:: Datos de la tarea ::
»»

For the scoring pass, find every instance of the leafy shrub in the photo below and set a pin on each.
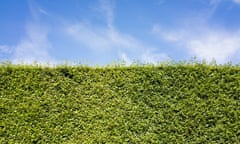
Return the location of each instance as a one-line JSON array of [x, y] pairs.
[[179, 103]]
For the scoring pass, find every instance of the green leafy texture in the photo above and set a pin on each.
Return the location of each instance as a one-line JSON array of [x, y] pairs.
[[169, 103]]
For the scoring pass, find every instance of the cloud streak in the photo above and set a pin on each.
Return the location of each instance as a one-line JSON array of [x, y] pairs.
[[34, 47], [205, 43], [109, 40]]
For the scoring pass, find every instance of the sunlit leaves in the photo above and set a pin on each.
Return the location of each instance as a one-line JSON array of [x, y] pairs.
[[178, 103]]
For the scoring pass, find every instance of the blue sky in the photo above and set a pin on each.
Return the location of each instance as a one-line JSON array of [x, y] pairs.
[[106, 31]]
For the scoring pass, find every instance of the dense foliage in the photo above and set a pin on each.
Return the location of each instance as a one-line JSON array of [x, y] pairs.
[[138, 104]]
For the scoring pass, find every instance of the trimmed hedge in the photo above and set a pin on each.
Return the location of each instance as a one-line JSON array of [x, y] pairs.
[[138, 104]]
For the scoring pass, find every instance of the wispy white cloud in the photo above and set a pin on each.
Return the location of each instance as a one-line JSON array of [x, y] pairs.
[[106, 7], [34, 47], [109, 40], [205, 43], [5, 49]]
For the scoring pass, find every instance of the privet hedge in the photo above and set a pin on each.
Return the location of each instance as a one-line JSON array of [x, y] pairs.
[[138, 104]]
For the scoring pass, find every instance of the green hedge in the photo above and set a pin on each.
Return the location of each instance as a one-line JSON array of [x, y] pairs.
[[138, 104]]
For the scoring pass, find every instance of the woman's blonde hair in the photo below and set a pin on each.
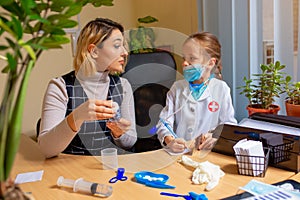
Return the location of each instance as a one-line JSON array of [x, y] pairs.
[[94, 32], [212, 48]]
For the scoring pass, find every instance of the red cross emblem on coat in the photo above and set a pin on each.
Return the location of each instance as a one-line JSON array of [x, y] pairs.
[[213, 106]]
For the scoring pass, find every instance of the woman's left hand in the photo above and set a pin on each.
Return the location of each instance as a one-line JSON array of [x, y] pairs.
[[206, 141], [119, 127]]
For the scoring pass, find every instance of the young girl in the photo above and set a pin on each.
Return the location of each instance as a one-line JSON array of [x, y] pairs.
[[77, 105], [199, 103]]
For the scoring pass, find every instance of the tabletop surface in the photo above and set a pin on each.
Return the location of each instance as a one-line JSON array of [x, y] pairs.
[[89, 168]]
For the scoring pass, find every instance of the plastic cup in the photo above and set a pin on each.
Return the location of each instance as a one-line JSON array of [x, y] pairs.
[[109, 157]]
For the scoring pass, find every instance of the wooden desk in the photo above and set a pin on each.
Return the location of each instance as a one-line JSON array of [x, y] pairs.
[[89, 168]]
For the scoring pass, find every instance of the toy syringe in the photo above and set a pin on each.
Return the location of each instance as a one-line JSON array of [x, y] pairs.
[[80, 185]]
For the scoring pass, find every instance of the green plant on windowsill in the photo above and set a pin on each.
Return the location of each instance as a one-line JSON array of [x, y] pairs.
[[27, 28], [264, 88], [141, 40], [292, 101], [292, 90]]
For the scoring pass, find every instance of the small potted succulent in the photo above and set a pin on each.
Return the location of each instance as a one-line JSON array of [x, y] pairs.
[[264, 88], [292, 101]]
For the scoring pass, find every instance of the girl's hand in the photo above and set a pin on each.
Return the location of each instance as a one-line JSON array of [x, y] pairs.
[[119, 127], [206, 141], [177, 145]]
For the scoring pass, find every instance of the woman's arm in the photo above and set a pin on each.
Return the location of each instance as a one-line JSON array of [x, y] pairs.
[[128, 139], [55, 133]]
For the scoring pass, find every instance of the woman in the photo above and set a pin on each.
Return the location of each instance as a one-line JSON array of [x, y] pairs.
[[197, 105], [78, 113]]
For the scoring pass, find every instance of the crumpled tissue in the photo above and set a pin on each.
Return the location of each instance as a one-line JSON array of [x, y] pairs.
[[205, 172]]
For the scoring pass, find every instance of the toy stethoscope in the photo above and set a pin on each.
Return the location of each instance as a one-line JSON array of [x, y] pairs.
[[120, 176]]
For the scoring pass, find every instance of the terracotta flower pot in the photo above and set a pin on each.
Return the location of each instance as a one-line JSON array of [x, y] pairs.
[[256, 108], [292, 109]]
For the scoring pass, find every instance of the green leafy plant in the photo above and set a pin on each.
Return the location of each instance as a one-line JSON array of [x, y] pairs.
[[141, 40], [265, 87], [292, 90], [28, 27]]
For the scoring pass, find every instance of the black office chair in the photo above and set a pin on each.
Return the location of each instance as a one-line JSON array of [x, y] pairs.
[[151, 75]]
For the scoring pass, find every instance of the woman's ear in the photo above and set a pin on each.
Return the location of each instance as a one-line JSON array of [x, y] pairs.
[[93, 50]]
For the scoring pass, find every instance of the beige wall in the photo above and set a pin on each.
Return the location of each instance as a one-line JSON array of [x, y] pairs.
[[178, 16]]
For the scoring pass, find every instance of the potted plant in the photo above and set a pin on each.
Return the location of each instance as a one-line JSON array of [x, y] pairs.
[[264, 88], [292, 101], [28, 28]]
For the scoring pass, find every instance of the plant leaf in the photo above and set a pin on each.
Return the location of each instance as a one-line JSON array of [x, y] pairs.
[[148, 19]]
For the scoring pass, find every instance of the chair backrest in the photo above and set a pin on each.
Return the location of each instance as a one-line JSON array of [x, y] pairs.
[[151, 75]]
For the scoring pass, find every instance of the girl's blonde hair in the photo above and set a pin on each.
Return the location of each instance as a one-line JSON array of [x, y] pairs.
[[212, 47], [94, 32]]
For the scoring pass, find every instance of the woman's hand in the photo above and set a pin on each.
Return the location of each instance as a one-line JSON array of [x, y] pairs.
[[90, 110], [119, 127], [177, 145], [206, 142]]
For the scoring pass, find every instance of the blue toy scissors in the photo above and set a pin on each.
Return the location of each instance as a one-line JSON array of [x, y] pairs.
[[120, 176]]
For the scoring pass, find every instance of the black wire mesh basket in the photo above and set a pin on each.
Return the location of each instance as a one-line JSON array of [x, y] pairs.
[[253, 165]]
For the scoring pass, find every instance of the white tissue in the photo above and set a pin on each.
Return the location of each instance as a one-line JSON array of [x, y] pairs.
[[205, 172]]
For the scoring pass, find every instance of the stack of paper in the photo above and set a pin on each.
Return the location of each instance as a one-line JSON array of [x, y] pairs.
[[250, 157]]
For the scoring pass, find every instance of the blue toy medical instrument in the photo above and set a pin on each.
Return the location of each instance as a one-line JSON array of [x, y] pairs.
[[120, 176], [80, 185], [190, 196], [153, 180]]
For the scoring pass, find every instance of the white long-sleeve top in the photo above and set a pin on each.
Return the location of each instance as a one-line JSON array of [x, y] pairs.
[[55, 133], [195, 117]]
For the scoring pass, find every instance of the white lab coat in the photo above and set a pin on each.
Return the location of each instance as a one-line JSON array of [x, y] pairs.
[[193, 118]]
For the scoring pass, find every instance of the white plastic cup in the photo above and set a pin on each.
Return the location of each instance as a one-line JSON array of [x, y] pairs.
[[109, 157]]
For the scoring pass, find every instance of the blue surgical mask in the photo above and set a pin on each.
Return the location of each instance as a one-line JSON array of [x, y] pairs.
[[192, 72]]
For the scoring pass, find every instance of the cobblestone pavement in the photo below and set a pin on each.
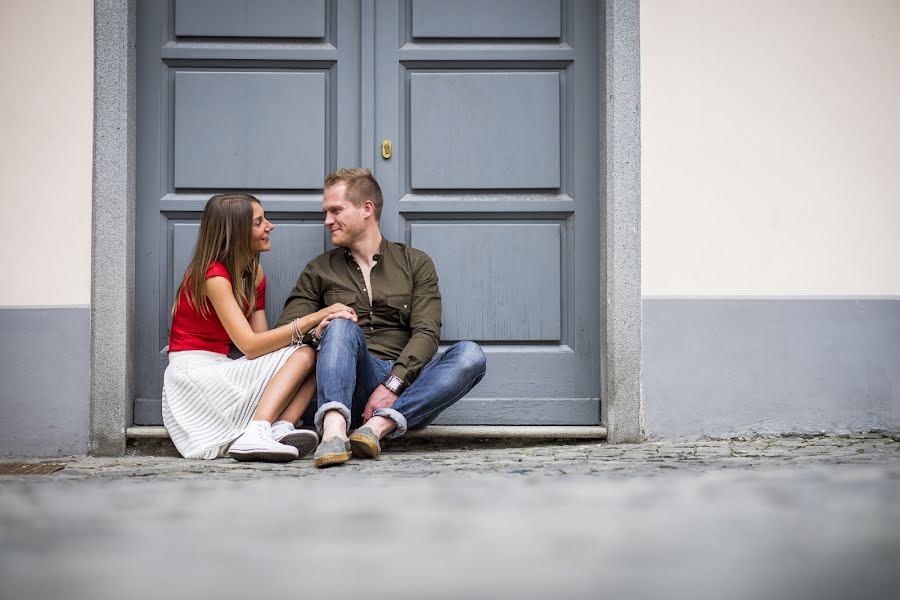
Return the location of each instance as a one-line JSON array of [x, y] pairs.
[[783, 517]]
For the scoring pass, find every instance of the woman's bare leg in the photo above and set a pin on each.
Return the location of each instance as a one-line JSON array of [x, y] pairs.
[[284, 385], [301, 400]]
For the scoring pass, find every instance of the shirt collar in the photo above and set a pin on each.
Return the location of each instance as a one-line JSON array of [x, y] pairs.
[[377, 257]]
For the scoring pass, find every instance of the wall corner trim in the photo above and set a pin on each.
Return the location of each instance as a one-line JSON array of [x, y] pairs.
[[112, 226], [622, 167]]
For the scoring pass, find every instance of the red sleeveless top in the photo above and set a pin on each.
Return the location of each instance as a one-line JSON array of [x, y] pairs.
[[191, 331]]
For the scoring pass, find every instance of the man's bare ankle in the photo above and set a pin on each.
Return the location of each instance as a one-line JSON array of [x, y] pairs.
[[334, 425], [380, 426]]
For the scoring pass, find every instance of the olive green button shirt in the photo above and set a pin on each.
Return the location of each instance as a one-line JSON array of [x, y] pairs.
[[403, 321]]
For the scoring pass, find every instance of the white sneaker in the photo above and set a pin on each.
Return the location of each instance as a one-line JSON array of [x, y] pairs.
[[303, 440], [257, 443]]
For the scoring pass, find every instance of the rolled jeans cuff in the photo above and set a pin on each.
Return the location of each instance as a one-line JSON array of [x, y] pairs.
[[320, 415], [394, 416]]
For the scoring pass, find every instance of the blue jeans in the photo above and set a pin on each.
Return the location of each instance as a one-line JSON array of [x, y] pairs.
[[347, 374]]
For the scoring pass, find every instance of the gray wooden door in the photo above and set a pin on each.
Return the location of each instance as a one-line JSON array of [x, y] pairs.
[[492, 109]]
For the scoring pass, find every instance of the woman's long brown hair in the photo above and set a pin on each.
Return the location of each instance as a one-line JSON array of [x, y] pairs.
[[225, 237]]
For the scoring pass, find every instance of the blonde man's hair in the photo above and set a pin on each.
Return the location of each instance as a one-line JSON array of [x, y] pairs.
[[361, 187]]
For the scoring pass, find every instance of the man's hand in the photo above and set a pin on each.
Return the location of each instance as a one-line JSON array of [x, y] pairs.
[[341, 314], [380, 398]]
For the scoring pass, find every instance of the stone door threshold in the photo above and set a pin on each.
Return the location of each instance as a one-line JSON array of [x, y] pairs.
[[448, 432]]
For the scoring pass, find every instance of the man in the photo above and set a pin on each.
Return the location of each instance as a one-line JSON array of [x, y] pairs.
[[376, 370]]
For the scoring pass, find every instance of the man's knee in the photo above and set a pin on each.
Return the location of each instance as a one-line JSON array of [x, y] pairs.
[[470, 357], [341, 329]]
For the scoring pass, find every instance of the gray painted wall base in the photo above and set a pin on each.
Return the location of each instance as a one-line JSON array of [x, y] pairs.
[[44, 381], [724, 367], [468, 411]]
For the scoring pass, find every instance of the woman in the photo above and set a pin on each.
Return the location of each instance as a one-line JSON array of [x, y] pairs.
[[246, 407]]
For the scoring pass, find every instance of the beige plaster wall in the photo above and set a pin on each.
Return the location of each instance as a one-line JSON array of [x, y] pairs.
[[770, 147], [46, 104]]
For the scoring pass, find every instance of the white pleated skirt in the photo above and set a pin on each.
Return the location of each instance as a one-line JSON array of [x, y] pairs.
[[209, 399]]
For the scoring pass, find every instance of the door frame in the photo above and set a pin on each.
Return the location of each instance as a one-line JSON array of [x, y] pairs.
[[114, 201]]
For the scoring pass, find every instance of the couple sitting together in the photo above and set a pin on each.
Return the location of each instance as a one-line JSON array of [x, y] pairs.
[[359, 331]]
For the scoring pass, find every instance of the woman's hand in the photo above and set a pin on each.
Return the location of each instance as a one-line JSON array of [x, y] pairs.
[[341, 314], [337, 307]]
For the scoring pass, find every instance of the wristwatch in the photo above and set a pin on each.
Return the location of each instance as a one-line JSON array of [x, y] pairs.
[[394, 384], [311, 339]]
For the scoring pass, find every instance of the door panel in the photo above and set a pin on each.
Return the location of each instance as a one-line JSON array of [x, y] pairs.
[[486, 129], [510, 270], [492, 108], [220, 108], [495, 174], [480, 19], [249, 129], [250, 18]]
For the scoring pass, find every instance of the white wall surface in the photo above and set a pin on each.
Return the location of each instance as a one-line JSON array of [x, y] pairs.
[[46, 104], [770, 147]]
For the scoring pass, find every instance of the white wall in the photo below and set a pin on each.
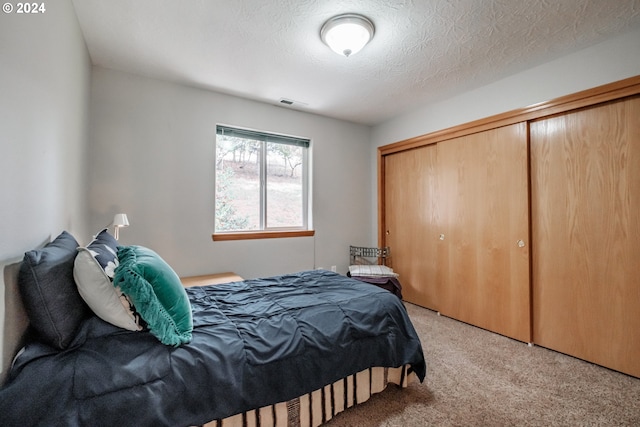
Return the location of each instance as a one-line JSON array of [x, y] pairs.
[[610, 61], [44, 99], [152, 156]]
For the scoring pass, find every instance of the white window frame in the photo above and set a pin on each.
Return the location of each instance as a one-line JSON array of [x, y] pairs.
[[270, 232]]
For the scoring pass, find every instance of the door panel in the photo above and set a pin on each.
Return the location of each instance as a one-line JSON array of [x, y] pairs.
[[483, 213], [585, 182], [410, 200]]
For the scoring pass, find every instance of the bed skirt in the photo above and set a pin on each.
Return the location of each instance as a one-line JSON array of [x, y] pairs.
[[318, 407]]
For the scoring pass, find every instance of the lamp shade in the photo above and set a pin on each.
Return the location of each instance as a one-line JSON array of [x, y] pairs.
[[347, 34]]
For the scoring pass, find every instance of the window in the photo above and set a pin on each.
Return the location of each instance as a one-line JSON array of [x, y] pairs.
[[261, 184]]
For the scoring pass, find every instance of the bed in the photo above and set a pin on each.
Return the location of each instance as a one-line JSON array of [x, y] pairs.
[[291, 350]]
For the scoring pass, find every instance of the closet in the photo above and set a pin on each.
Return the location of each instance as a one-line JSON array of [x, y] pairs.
[[527, 223], [585, 180]]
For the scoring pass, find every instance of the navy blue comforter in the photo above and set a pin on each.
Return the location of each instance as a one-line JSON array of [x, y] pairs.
[[255, 343]]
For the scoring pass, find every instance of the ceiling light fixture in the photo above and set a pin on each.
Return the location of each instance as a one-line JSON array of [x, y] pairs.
[[347, 34]]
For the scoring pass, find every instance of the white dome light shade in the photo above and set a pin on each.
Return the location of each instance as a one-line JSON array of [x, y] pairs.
[[347, 34]]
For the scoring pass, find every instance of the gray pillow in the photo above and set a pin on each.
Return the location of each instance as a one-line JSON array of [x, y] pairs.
[[49, 293]]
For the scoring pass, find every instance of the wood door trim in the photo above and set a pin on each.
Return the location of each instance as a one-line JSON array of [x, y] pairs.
[[585, 98]]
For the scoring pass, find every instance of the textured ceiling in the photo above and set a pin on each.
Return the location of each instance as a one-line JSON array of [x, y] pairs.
[[422, 51]]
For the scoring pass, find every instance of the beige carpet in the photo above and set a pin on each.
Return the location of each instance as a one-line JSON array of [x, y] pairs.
[[478, 378]]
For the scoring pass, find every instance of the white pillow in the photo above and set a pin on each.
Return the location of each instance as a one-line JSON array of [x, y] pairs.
[[93, 272], [371, 270]]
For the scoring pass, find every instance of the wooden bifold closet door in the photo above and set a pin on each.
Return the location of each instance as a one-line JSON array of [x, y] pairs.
[[455, 213], [585, 211]]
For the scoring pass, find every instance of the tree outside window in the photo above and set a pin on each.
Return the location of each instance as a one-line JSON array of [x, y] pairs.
[[261, 181]]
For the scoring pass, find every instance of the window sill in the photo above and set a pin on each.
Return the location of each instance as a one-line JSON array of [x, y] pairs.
[[251, 235]]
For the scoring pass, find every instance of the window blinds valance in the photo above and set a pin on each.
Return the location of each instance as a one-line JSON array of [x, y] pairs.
[[262, 136]]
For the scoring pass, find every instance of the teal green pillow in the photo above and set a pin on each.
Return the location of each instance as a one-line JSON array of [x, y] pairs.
[[156, 292]]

««

:: Tarea ::
Por favor, reproduce sin ningún cambio las filas que van desde la línea que contiene "For the scoring pass, find every instance of the olive" hasta la línea que contiene "[[225, 237]]", ambas incluidas.

:: Resultado del ejercicio ::
For the scoring pass, find every instance of the olive green button shirt in the photo above and set a pin on each.
Return the location of each instance as a one-line JSON array of [x, y] pairs.
[[403, 321]]
For the scoring pass, find every instance of the white sneaker in the photo above and set a pin on each.
Return the location of each instance as a one-line JSON array of [x, y] pairs.
[[303, 440], [257, 443]]
For the scoring pass, find every instance of the rolled jeans cuff in the photo above and set a pin on each.
Return the location of each instance as a one-line JSON array of [x, y] pairs.
[[320, 415], [394, 416]]
For the scoring pass, find every instance of the blue jeans in the photo above and set a pin on each.
Return the location of each instance as a one-line JSON array of [x, y] pairs.
[[347, 374]]
For the scoring pass, find every instance of the gray wooden door in the photo above and set a pin on each.
Return the location of each instance as a one-line JSON array of [x, y] pairs.
[[492, 109]]
For the scoring pass, find every instance of the woman's long brown hair in the photo above and set a pin on each.
Return the location of each instance as a one-line JSON array of [x, y] pairs.
[[225, 237]]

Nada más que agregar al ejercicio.